A divine force shall flow through tissue and cell

And take the charge of breath and speech and act

And all the thoughts shall be a glow of suns

And every feeling a celestial thrill.

Often a lustrous inner dawn shall come

Lighting the chambers of the slumbering mind;

A sudden bliss shall run through every limb

And Nature with a mightier Presence fill.

Thus shall the earth open to divinity

And common natures feel the wide uplift,

Illumine common acts with the Spirit's ray

And meet the deity in common things.

Nature shall live to manifest secret God,

The Spirit shall take up the human play,

This earthly life become the life divine.

(XI.I.710)

Une force divine coulera dans les tissus et les cellules

Et s'emparera du souffle et des paroles et des actes

Toutes les pensées deviendront un flamboiement de soleils

Et chaque sentiment un frémissement céleste.

Souvent une aurore intérieure viendra briller

Illuminant les chambres du mental endormi;

Une béatitude soudaine parcourra les membres

Et la Nature s'emplira d'une Présence plus formidable.

Ainsi la terre s'ouvrira à la divinité

Et les natures ordinaires sentiront le vaste soulèvement

Les actes ordinaires s'illumineront du rayon de l'Esprit

Et la terre découvrira le divin dans les choses ordinaires.

Matériel ->
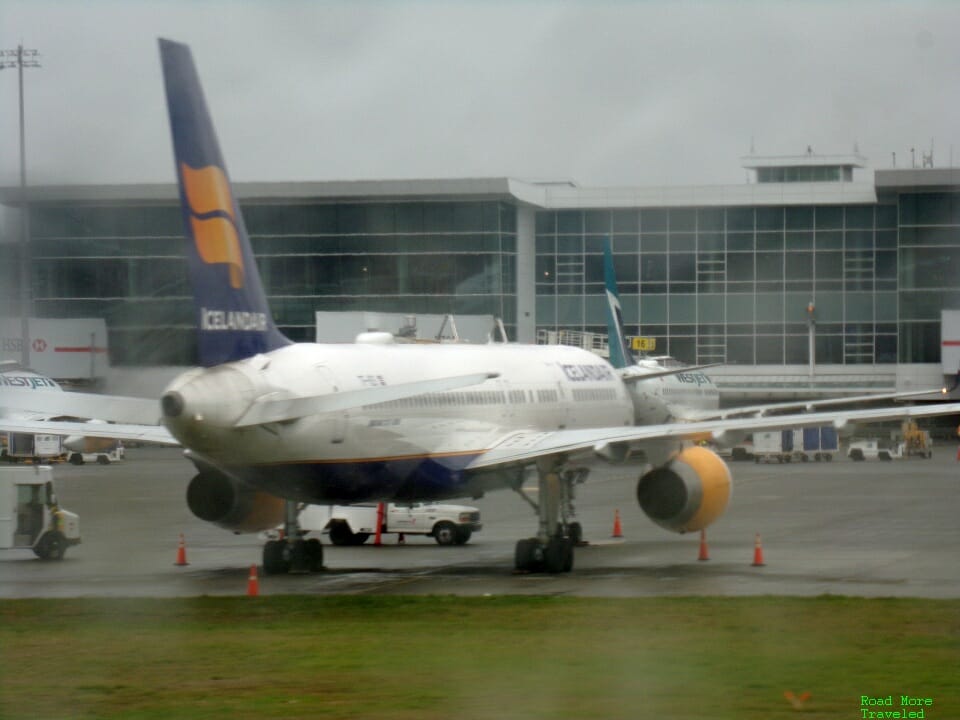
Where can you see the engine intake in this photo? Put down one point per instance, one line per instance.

Consigne -> Dans la partie française de l'extrait, quels noms sont accompagnés de l'adjectif « ordinaires » ? Ce matériel n'a aucun lien avec l'extrait.

Réponse -> Les natures, les actes et les choses.